| EXCERPTED RECORDS |
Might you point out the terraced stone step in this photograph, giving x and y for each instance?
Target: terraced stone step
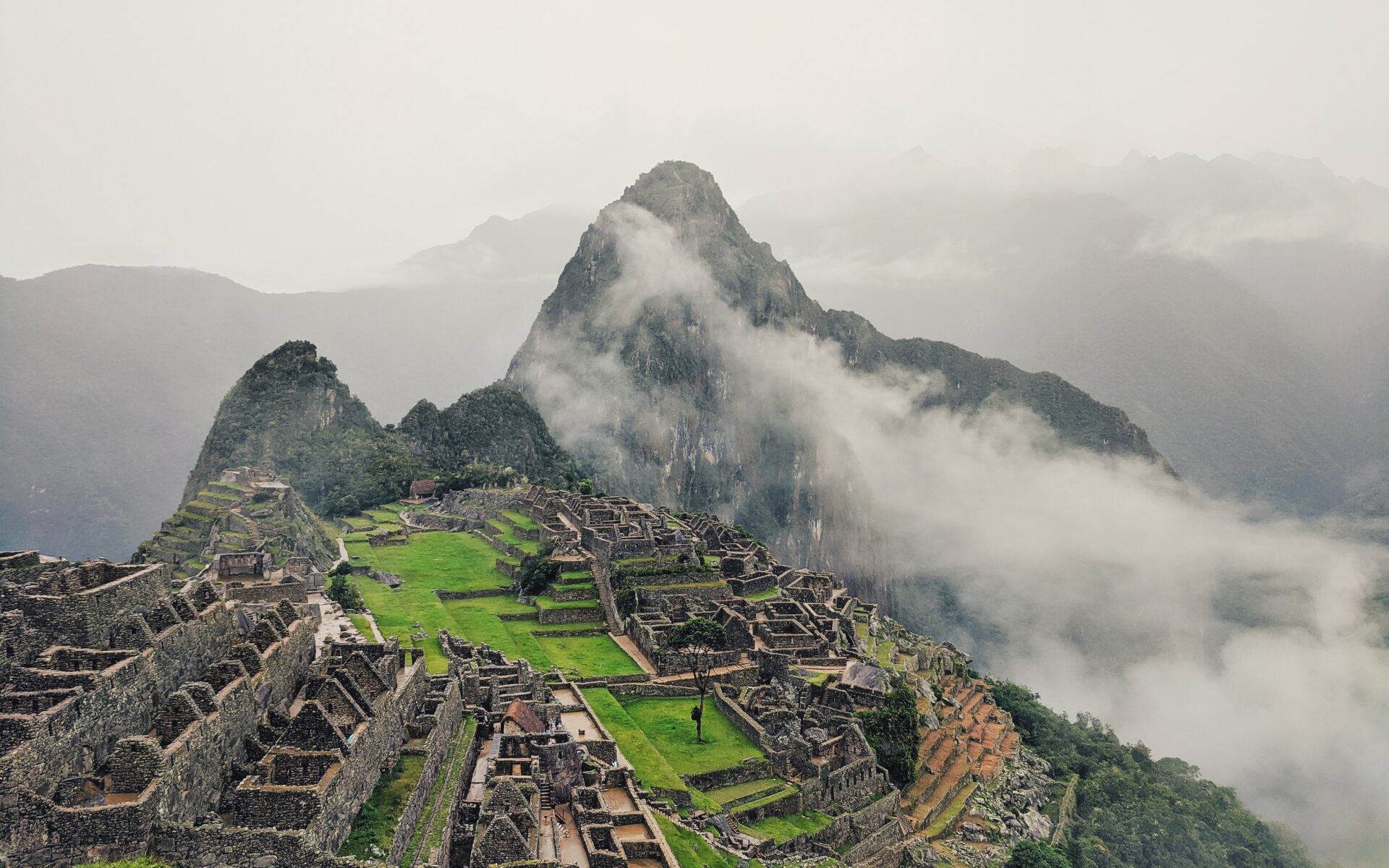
(756, 796)
(942, 785)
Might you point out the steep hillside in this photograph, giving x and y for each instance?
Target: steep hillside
(285, 399)
(492, 425)
(229, 517)
(110, 377)
(1142, 284)
(289, 413)
(649, 360)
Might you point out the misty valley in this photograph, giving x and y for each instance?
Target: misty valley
(696, 570)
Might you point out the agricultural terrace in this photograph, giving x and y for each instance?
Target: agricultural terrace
(658, 738)
(438, 560)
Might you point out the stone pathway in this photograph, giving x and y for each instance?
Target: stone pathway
(375, 631)
(635, 653)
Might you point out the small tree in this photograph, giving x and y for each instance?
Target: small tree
(537, 573)
(1035, 854)
(694, 643)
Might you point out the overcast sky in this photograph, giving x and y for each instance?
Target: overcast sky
(299, 146)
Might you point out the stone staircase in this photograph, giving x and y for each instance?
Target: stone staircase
(608, 605)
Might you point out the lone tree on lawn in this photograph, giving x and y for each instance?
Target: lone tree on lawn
(694, 643)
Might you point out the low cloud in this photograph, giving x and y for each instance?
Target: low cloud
(1236, 639)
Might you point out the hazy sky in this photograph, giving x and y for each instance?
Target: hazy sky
(299, 146)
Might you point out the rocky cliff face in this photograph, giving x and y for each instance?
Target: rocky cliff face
(285, 399)
(663, 357)
(492, 425)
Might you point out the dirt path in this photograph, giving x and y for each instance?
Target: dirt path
(635, 653)
(375, 631)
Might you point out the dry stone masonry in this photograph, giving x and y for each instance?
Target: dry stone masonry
(190, 715)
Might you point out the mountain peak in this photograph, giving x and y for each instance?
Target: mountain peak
(676, 191)
(289, 395)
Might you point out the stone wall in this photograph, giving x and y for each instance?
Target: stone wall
(214, 846)
(729, 777)
(89, 617)
(570, 616)
(294, 592)
(650, 689)
(451, 717)
(472, 595)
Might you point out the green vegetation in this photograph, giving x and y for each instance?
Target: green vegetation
(666, 724)
(692, 851)
(537, 573)
(344, 592)
(488, 427)
(893, 732)
(646, 759)
(438, 560)
(724, 795)
(694, 642)
(781, 830)
(375, 824)
(506, 534)
(1132, 812)
(363, 626)
(543, 602)
(590, 655)
(462, 561)
(430, 830)
(1035, 854)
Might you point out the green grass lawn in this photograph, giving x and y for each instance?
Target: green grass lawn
(504, 532)
(525, 522)
(650, 767)
(540, 629)
(724, 795)
(781, 830)
(551, 603)
(360, 623)
(375, 824)
(667, 726)
(588, 655)
(438, 560)
(462, 561)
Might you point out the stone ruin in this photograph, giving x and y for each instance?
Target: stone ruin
(138, 718)
(545, 781)
(197, 726)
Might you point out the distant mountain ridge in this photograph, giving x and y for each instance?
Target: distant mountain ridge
(289, 413)
(1260, 368)
(682, 439)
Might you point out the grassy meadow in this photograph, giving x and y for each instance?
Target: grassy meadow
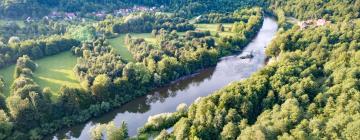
(118, 43)
(20, 23)
(213, 28)
(53, 72)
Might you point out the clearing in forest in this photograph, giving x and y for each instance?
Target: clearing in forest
(52, 71)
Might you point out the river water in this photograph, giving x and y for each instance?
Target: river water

| DIRECTIONS |
Reproduce exactly, with nothing added, the lines from the one that contains "Might you point out the river" to the end of the data.

| ANSWER FOR THE TASK |
Might you point out the river water in this photograph, giving x and y for each instance?
Target: river water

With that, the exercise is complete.